Top of Supplied passage

At least one piece of each biopsy was fixed immediately in Bouin’s solution and stored in alcohol as previously described (6); this was designated d 0. The remaining pieces (approximately 1 mm³) were put into culture for up to 15 d. For each patient, three wells of a 24-well culture plate (Nunclon, Roskilde, Denmark) were prepared as follows: a culture plate insert (Millicell-CM, 12 mm diameter, 0.4-µm pore size; Millipore, Bedford, MA), which has a semipermeable membrane at its base, was placed into each well that was to be used and coated with artificial extracellular matrix (Matrigel; Becton Dickinson, Bedford, MA) as previously described (8). The Matrigel was diluted 1:3 with serum-free Earle’s balanced salt solution (Life Technologies, Inc.), and 100 µl was laid onto the base of each well insert. Culture medium was made up from -MEM (Life Technologies, Inc.), supplemented with human serum albumin (2.5% final concentration, Zenalb 20; Bio Products Laboratory, Elstree, UK), 1% insulin/transferrin/selenium (Life Technologies, Inc.; 10 µg/ml insulin, 5.5 µg/ml transferrin, 6.7 ng/ml sodium selenite), 300 mIU/ml FSH, (Puregon; Organon, Cambridge, UK), and antibiotics (antibiotic/antimycotic solution, Life Technologies, Inc.; 50 U/ml penicillin G, 50 µg/ml streptomycin sulfate, 0.125 µg/ml amphotericin B). Preconditioned medium (0.1 ml) was placed into each insert and another 0.3 ml was placed around the outside (8). Up to four pieces of tissue were randomly assigned to each of the three inserts, and the plates were incubated at 37 C under 5% CO₂ for 5, 10, or 15 d.

Medium was completely removed every 2 d, and tissue was washed with 0.4 ml of fresh medium, which was discarded and then replaced. After 5, 10, and 15 d in culture, all the tissue pieces from one well were removed, fixed in Bouin’s solution, and stored in 70% alcohol. Tissue from d 0, 5, 10, and 15 was then dehydrated, blocked in paraffin wax, sectioned serially at 5 µm, mounted on microscope slides, and stained with hematoxylin and eosin.

Assessment of follicle development and survival

Follicle stage and survival were assessed microscopically on serial sections (6, 10). Coded anonymized slides were examined on an E600 microscope (Nikon UK Ltd., Kingston-Upon-Thames, UK). Follicles were classified as healthy or atretic. Atretic follicles were defined by a degenerated oocyte nucleus, uneven or folded nuclear membrane, vacuoles in the oocyte, or pyknotic nuclei in several granulosa cells (6). Each follicle was examined in every section in which it appeared and matched with the same follicle on adjacent sections to avoid double counting, thus ensuring that each and every follicle was only counted once, regardless of its size. Using a x60 objective, images of every follicle at its widest point were captured on a DXM 1200 digital camera (Nikon UK). For each healthy follicle, the stage of development was recorded, and the maximum diameter was measured using the Lucia image analysis program (Nikon) (see below).

Bottom of Supplied passage
Top of Provided material

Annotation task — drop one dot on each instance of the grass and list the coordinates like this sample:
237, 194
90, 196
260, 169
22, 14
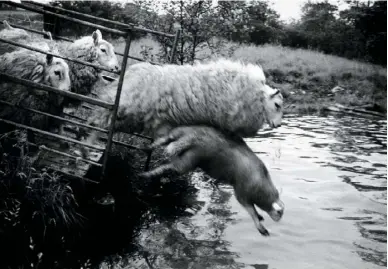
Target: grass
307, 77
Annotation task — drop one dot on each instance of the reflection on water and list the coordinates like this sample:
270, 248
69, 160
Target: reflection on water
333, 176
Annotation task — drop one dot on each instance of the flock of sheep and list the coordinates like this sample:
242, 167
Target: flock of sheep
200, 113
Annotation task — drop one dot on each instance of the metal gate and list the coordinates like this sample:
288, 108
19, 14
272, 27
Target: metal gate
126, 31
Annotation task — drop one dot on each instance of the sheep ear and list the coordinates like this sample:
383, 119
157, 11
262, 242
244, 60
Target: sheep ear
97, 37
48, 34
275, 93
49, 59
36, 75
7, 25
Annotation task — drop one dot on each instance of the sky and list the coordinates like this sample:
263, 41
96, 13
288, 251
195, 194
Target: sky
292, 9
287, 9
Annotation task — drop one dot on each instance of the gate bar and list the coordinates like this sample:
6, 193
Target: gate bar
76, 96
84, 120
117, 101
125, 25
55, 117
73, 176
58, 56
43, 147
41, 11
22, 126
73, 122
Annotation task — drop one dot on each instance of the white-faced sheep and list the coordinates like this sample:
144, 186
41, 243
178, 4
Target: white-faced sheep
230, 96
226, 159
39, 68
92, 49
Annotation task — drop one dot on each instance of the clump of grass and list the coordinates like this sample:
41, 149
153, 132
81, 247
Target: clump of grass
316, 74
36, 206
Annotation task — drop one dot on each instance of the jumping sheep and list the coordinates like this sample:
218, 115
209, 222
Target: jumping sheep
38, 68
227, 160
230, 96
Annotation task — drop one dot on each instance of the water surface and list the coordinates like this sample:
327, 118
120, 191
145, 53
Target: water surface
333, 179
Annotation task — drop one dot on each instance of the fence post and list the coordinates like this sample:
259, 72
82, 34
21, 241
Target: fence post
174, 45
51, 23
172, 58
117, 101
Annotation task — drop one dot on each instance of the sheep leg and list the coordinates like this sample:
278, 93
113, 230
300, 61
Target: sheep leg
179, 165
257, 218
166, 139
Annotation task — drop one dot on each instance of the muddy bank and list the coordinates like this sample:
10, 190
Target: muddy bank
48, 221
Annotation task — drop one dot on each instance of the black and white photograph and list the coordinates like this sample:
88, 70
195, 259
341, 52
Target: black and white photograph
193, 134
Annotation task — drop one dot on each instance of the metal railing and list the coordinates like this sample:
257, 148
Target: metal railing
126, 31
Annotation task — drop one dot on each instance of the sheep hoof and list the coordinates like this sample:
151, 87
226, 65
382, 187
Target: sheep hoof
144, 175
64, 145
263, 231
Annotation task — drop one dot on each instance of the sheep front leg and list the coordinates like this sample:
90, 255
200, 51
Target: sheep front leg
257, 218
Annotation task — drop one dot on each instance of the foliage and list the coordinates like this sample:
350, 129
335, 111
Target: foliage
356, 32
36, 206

Bottom of Provided material

» Problem to solve:
Carry on the methods text on biopsy culture and follicle assessment past its final sentence.

» Answer area:
Classification of follicles was as previously described (6): primordial (resting) follicles comprised an oocyte enclosed by a single layer of granulosa cells in which more than 50% were flattened "pregranulosa" cells; primary follicles were defined by a single layer of granulosa cells where more than 50% had undergone transformation to a cuboidal phenotype, and secondary follicles had two or more layers of granulosa cells. A follicle was defined as "growing" if it was at the primary stage or beyond. Follicle and oocyte diameters were measured only in healthy follicles, at the center of the follicle as previously described (10). This was taken to be the section containing the oocyte nucleolus if present; otherwise measurements were taken at the widest part identified. Follicle diameter was recorded from edge to edge of granulosa cell basement membrane, or from the outside edge of the theca cell layer when present. Oocyte diameter was recorded from edge to edge of the oocyte membrane. Two perpendicular diameters were recorded for each, and the mean of each pair was used for statistical analysis. A second observer (S.A.S.) reanalyzed a number of sections to confirm accuracy and reproducibility of the analysis.

Statistical analysis

Proportions of atretic follicles were calculated as a percentage of all (healthy plus atretic) follicles. Healthy follicles included both primordial and growing follicles. Proportions of growing follicles before and during culture were calculated as a percentage of healthy follicles only. Estimates of proportions and the comparison of proportions between different types of ovary need to take account of both the number of follicles in each sample and the variability between samples (i.e. between subjects). For this reason we analyzed proportions using binomial regression allowing for overdispersion (Stata 8 program; Stata Corporation, College Station, TX), as previously described (6). Where appropriate, the change in the proportion of follicles at any particular stage throughout the culture period was compared in normal and polycystic ovaries by regression analysis using a general linear model, binomial family, identity link. The effects of time in culture on follicle and oocyte diameters were compared in normal and polycystic ovaries by the Kruskal-Wallis test (nonparametric ANOVA). Where P was less than 0.05, paired comparisons were made using the Mann Whitney U test. Apart from the regression analyses, all comparisons were made using GraphPad Instat version 3.0 for Macintosh (GraphPad Software Inc., San Diego, CA).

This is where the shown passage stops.